**What to work on:** Retype, without alteration, each line from the line containing "Task: Where can the overcast" to the final line of the records.

**Data lines:**
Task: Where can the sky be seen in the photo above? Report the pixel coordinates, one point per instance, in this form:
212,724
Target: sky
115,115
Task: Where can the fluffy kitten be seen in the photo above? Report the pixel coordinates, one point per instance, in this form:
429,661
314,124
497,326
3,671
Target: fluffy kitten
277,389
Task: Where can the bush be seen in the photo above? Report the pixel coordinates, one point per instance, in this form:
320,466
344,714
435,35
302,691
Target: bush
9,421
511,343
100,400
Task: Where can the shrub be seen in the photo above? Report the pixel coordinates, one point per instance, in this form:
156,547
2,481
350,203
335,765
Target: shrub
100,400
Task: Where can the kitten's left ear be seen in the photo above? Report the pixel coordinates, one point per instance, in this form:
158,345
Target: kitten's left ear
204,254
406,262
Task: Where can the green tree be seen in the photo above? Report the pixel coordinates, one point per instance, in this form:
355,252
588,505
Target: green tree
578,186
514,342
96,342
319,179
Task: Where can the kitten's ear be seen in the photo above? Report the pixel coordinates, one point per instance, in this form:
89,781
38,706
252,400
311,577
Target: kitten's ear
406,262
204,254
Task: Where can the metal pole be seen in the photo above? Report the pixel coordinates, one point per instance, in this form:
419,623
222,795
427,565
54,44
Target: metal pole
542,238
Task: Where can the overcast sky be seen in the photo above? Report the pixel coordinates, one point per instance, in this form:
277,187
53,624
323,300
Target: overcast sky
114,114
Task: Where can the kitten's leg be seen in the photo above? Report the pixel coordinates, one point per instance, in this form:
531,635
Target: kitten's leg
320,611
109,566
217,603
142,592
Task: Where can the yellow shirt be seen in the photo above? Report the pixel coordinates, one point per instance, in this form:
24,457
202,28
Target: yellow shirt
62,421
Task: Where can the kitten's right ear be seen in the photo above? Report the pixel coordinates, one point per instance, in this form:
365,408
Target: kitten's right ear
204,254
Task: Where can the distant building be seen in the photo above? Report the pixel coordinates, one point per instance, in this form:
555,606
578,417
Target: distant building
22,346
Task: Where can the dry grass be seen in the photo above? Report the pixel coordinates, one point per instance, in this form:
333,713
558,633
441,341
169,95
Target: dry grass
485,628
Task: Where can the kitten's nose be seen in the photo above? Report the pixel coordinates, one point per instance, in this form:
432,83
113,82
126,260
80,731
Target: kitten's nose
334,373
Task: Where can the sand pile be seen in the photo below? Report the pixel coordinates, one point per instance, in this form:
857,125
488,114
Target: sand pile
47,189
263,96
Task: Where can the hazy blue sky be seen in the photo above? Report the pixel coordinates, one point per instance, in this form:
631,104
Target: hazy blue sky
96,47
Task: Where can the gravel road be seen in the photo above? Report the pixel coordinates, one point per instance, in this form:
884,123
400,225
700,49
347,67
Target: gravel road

**Output for this task:**
Task: Where can the overcast sky be seen in the photo above? Report the pixel coordinates, one point per instance, in this form:
277,187
53,624
323,300
Target: overcast sky
114,114
Task: Where can the kitten's leg be seen in the photo above? Report the pixel coordinates, one point per instance, in this form:
531,635
Target: kitten's leg
320,611
109,566
217,603
142,592
Task: Where can the yellow shirt be seen in the photo above? Report the pixel coordinates, one point per instance, in this form:
24,457
202,28
Target: yellow shirt
62,421
Task: Where can the kitten's right ear be seen in the photo above? Report the pixel coordinates, one point per instance, in this form:
365,408
Target: kitten's right ear
204,254
Task: Where can the distant building be seen in the photo above? Report the pixel coordinates, one point per instance, in this form:
555,606
578,417
Target: distant building
22,346
Task: Where can the dry grass be seen in the photo above? Report the pixel coordinates, one point per instance, in this form:
333,713
558,633
441,341
169,95
Target: dry grass
485,628
Task: Where can the kitten's nose be seen in the photo above? Report the pixel coordinates, one point per instance, in this form:
432,83
113,82
126,260
80,731
Target: kitten's nose
334,373
Task: Where can the sand pile be seen in the photo below? Report the pixel coordinates, one point per instance, in this form:
857,125
488,114
Target: sand pile
47,189
263,96
Task: Where can the hazy blue sky be seen in the photo above? Report the pixel coordinates, one point per instance, in this form:
631,104
Target: hazy blue sky
96,47
Task: Where can the gravel road be seen in the photo above? Report the pixel coordinates, one point per instance, in this form:
884,123
400,225
700,49
347,67
Target: gravel road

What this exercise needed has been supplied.